*** Opening of Record excerpts ***
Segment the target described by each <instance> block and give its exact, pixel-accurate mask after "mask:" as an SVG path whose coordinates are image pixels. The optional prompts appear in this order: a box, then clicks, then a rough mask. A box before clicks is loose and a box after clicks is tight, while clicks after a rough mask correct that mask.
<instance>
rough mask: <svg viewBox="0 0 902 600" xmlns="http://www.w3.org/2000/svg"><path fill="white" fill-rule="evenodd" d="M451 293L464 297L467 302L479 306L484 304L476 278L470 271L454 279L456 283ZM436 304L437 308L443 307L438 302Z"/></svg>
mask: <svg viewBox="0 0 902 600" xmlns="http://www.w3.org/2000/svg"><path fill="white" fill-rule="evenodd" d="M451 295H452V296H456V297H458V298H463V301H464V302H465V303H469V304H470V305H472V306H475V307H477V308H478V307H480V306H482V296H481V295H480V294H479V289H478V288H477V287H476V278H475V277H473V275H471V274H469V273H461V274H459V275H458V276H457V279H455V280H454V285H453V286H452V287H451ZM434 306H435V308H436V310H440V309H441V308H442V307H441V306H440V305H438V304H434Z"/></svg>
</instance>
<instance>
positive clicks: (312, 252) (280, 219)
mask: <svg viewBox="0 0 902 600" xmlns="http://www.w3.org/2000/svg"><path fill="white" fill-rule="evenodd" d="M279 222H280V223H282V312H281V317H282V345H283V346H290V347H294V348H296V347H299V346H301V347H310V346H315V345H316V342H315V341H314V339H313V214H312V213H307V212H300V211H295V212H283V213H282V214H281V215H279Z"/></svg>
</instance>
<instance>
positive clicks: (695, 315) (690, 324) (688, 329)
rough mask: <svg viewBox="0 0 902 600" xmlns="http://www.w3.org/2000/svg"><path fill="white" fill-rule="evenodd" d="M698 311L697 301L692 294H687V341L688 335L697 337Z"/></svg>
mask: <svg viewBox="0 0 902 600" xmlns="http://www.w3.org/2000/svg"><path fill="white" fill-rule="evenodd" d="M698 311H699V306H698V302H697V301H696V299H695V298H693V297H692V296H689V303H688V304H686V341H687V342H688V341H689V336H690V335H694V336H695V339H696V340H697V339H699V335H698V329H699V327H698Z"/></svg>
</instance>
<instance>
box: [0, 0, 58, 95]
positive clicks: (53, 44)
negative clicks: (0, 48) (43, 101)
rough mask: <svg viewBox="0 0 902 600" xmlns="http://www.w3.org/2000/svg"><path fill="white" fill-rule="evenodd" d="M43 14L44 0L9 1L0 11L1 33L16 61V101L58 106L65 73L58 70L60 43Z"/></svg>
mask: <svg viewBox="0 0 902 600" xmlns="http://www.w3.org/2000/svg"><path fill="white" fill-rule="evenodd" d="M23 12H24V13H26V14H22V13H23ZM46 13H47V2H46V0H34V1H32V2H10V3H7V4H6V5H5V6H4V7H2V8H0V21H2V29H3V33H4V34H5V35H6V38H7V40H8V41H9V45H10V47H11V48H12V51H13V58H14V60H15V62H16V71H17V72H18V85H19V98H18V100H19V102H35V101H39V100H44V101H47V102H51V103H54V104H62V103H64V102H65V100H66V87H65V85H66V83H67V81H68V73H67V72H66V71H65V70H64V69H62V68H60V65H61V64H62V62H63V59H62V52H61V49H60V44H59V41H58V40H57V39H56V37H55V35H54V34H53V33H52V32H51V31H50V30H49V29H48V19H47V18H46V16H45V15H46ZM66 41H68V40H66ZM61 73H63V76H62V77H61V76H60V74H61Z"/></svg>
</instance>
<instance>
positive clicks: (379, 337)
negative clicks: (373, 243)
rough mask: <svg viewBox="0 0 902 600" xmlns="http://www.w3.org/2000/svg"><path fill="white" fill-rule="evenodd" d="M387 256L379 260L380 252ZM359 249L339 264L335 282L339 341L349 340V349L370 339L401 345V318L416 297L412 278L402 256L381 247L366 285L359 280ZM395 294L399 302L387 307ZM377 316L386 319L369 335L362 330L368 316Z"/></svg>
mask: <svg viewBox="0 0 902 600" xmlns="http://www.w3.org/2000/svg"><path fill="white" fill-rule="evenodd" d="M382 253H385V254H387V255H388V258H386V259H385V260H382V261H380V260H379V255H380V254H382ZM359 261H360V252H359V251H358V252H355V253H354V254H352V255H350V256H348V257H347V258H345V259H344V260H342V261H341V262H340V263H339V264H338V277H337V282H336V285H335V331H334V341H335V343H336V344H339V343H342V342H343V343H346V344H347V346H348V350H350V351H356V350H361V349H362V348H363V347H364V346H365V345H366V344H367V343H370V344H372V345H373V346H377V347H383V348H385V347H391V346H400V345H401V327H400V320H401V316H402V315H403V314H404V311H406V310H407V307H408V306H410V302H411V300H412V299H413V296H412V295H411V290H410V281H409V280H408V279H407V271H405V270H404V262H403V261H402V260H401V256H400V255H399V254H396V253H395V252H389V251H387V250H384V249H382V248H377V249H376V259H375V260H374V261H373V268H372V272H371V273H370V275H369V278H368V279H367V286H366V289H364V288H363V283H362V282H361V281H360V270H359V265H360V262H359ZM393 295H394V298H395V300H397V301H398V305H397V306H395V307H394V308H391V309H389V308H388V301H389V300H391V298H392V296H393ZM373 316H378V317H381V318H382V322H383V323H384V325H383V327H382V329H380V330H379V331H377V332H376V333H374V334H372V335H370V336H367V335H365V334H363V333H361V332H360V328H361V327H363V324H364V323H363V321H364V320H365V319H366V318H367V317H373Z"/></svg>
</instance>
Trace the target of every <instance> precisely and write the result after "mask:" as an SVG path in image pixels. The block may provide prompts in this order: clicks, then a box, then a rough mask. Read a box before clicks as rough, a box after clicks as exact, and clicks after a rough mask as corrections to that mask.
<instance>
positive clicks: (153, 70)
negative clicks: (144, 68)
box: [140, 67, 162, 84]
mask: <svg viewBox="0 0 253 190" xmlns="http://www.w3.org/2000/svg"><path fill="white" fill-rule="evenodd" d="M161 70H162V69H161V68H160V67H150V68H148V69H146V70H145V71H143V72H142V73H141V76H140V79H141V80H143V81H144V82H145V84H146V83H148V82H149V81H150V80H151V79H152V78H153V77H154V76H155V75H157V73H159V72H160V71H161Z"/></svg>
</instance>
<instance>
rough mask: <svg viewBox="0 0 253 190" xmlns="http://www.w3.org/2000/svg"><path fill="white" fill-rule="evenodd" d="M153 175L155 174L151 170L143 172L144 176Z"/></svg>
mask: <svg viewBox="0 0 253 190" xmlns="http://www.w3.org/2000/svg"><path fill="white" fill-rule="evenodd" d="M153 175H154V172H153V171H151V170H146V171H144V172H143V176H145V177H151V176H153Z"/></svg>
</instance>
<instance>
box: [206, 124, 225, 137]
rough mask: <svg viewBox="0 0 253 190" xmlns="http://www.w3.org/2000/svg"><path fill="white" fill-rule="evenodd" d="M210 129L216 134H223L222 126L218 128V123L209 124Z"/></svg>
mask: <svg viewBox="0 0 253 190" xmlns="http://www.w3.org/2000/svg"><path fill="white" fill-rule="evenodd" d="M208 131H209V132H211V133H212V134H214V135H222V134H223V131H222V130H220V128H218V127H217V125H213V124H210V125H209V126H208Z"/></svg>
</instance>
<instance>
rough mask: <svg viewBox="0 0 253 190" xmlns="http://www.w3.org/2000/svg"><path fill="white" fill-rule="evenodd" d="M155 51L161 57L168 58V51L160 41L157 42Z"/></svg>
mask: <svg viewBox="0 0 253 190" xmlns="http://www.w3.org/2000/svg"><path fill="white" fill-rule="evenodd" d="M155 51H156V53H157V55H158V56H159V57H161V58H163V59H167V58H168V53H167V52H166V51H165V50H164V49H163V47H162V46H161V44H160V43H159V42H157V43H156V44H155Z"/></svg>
*** Close of Record excerpts ***
▸ **Your task**: A line belongs in the answer if it contains the word "negative"; copy every such line from the data above.

▸ **Response to this exercise**:
negative clicks: (0, 48) (43, 101)
negative clicks: (373, 243)
negative clicks: (144, 68)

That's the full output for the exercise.